→ **Problem statement**
Report each line of the rows below that contains the string "metal", copying every such line in full.

→ **Records for processing**

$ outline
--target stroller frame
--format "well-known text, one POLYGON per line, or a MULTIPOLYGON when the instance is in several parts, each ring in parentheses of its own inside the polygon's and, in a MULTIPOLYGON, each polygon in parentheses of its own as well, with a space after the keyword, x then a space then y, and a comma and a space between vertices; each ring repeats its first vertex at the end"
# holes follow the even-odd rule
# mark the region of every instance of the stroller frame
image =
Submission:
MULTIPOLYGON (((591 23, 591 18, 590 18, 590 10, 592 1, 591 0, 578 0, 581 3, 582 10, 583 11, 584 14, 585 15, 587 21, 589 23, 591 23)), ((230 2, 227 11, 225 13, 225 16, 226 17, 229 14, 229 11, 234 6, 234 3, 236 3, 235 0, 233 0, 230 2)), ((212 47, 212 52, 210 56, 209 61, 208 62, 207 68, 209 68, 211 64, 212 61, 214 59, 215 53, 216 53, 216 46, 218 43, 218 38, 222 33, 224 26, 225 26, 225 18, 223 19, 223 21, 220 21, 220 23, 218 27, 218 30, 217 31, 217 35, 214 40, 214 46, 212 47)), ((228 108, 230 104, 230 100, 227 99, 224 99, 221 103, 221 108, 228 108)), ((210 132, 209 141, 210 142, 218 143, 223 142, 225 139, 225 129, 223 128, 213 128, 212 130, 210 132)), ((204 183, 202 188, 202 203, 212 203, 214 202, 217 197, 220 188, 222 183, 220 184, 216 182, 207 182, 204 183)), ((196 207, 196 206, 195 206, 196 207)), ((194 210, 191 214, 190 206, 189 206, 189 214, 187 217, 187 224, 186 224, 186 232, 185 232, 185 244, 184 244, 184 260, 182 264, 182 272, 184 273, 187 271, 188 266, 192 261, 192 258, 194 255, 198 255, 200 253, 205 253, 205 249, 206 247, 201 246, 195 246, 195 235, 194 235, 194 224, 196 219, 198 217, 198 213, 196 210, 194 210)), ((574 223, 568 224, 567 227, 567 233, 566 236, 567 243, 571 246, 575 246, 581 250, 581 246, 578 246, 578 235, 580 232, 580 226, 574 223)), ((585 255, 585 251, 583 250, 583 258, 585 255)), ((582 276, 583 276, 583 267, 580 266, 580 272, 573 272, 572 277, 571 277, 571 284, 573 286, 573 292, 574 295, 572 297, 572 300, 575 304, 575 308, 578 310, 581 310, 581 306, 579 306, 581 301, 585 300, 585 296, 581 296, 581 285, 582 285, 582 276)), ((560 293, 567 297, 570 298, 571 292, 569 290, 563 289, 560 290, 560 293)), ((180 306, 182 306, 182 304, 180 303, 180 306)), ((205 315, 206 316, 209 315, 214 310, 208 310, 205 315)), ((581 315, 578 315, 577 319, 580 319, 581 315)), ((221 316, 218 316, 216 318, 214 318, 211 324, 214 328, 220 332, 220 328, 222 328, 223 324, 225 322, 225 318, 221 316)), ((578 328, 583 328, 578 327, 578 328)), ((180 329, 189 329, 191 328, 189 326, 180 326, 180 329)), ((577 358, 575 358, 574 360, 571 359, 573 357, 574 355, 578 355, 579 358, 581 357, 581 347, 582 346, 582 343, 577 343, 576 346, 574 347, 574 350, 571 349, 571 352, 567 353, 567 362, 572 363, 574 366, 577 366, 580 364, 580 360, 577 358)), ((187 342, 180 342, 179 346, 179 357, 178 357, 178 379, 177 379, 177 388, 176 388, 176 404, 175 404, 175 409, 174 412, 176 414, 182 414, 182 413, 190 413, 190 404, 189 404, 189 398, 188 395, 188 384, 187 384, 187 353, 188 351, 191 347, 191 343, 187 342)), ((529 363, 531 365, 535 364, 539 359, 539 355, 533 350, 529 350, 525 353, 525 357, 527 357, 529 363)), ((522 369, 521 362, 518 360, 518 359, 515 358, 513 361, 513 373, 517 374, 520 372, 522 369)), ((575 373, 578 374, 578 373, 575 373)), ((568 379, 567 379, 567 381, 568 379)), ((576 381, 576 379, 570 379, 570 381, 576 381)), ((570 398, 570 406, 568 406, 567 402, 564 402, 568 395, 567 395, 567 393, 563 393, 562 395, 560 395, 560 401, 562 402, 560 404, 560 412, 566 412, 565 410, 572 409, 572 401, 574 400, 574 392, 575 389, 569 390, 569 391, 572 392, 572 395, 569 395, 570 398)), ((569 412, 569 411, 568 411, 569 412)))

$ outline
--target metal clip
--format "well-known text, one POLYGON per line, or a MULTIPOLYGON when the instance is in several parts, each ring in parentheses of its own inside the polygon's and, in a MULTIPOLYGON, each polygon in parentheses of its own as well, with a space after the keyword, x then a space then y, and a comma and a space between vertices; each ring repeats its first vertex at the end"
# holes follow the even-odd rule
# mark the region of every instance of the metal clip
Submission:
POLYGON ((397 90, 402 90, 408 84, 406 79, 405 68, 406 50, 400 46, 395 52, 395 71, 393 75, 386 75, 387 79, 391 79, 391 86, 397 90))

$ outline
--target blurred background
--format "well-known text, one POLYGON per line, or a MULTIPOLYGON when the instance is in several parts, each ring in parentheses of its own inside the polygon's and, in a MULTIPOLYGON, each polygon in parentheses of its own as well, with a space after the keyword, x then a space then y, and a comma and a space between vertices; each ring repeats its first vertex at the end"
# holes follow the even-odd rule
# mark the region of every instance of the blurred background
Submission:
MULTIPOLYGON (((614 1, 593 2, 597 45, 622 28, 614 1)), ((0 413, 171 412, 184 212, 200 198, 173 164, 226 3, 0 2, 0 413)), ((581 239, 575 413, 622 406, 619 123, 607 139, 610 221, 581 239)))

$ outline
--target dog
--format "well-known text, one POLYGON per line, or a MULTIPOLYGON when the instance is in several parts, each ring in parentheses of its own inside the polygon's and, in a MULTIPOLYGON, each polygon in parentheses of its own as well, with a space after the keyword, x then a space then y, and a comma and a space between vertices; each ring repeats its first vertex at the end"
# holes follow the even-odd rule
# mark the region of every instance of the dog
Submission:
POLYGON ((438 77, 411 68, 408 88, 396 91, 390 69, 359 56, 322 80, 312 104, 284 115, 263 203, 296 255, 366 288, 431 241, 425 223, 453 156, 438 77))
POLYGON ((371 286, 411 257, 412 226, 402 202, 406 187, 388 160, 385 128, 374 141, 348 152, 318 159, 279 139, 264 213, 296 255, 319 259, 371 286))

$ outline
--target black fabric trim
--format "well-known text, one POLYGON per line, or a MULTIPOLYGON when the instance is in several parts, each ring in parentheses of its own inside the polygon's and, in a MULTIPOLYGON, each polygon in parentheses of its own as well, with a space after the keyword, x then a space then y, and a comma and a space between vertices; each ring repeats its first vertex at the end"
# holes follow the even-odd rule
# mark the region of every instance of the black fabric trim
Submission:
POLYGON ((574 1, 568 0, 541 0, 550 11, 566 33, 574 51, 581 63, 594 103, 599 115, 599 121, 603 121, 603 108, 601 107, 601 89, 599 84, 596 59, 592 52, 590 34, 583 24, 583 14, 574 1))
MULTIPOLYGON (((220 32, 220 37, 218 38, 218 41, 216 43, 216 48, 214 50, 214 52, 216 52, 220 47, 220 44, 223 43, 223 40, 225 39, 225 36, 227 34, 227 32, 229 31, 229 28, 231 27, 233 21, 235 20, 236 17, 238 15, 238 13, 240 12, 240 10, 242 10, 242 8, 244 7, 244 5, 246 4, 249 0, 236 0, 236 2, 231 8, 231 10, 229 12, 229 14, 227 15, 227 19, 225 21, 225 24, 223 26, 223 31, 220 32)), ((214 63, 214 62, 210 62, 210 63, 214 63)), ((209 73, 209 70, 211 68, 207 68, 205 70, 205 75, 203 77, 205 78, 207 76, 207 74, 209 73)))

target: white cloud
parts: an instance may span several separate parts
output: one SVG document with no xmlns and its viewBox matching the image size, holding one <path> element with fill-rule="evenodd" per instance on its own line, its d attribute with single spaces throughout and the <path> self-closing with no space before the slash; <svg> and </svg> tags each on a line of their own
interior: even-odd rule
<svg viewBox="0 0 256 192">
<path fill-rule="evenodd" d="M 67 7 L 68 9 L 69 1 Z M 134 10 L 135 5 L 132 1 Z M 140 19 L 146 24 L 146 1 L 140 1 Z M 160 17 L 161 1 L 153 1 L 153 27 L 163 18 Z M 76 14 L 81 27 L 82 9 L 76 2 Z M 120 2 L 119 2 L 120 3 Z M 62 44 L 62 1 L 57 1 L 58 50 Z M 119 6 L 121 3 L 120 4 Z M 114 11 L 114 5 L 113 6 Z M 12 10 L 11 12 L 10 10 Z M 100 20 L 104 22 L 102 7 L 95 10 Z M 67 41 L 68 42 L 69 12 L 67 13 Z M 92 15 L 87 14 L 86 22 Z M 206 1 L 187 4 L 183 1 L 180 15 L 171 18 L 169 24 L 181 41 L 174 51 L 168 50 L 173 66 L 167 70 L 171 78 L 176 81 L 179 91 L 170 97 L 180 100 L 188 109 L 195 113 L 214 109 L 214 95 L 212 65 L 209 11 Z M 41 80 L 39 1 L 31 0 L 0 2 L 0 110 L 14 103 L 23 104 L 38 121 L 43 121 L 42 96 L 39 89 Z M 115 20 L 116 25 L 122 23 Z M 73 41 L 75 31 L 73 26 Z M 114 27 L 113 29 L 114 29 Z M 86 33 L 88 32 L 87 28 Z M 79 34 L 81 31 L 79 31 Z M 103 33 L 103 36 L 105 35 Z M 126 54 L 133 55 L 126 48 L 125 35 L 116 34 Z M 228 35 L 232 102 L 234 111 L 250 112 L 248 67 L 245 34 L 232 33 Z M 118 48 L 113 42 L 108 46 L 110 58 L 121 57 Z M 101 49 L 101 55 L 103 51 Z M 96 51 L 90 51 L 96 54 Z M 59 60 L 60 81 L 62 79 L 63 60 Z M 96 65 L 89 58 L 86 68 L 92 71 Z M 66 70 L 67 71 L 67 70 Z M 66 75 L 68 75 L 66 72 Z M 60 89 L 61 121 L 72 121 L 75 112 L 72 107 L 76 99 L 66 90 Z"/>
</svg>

→ **Reply to the task**
--target metal clip
# mark the region of every instance of the metal clip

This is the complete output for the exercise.